**GOAL**:
Copy the entries from the line with "Someone flagged basket weave" up to and including the line with "[1116,685,1344,876]", keeping the request lines. In the answers, shift every box coordinate up by 39.

**Saved data entries**:

/---

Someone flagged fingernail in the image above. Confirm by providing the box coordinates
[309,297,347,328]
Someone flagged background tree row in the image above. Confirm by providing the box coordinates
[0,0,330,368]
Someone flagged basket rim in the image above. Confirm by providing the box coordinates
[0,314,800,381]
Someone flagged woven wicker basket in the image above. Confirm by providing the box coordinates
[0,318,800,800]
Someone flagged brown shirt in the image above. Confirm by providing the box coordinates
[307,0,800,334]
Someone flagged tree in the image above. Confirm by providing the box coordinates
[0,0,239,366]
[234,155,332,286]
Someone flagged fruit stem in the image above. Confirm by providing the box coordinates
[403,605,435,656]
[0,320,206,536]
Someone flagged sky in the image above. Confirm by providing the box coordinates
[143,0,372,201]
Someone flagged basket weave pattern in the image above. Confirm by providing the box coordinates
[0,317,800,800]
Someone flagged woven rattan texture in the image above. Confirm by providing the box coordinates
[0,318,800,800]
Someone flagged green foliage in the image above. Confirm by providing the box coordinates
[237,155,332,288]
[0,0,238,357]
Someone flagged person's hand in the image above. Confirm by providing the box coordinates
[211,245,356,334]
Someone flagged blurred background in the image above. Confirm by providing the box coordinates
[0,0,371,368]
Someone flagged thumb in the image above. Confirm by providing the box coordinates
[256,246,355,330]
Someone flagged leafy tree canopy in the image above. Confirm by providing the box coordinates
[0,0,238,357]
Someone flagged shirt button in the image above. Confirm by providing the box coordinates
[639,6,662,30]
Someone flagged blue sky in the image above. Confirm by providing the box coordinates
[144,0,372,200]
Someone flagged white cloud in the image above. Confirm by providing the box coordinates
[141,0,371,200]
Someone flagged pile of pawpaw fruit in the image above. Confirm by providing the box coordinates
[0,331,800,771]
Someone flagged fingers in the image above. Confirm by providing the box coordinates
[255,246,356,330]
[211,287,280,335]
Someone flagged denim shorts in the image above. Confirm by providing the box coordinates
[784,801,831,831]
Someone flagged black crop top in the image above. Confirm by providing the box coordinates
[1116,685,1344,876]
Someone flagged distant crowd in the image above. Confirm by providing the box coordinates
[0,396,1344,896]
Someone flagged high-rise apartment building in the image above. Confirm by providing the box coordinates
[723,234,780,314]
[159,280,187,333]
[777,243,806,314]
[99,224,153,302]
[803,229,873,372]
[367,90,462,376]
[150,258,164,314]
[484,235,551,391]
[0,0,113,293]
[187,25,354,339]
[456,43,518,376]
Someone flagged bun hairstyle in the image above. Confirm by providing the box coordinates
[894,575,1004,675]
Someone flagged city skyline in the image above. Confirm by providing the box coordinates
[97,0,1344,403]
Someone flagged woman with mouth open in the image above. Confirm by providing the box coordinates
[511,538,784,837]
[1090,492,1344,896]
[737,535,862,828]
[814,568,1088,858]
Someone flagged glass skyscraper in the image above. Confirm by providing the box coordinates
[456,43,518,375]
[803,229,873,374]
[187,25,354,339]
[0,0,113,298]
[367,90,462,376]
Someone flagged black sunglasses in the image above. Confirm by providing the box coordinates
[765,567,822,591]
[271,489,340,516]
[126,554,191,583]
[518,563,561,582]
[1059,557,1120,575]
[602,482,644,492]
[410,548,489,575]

\---

**WORKED ANSWER**:
Someone flagged basket weave pattern in the image above. Confirm by providing the box coordinates
[39,356,839,839]
Someone flagged woven rattan texture in the image above. Confirm by providing the box coordinates
[39,357,839,839]
Someone flagged green foliage in the image above. Confirm by providing the box coordinates
[276,194,371,327]
[39,39,277,396]
Someone flagged person's hand in the image above. Confirm by providing the box coordinates
[250,284,395,373]
Someone flagged blurred background in the image above. Confirm by providing the box coordinates
[39,39,410,407]
Someone flagged thumb in the image above. Confirm by providing the box coordinates
[295,285,394,369]
Someone flagged leafy tree canopy in the image above. Confirm by providing the box coordinates
[39,39,277,396]
Someone flagged shirt button in the image above. Confirm by providing the box coordinates
[678,45,701,69]
Someone flagged blue sky in the image above. Confirm by providing the box coordinates
[183,39,411,239]
Someone flagged white cloud in the image above. Confirm by providing the box coordinates
[180,39,410,239]
Someone flagged pile of pawpaw fruit in the image above. Confirm by providing the box coordinates
[39,370,839,810]
Someone flagged fingers in the image above. Confirm by providing the box coordinates
[294,285,395,369]
[250,326,319,374]
Someone flagged denim shorts in the image above. Confirm by providing the box coordinates
[823,840,870,870]
Someone flagged black crop top in the image above. Confirm by providing the box coordinates
[1155,724,1383,915]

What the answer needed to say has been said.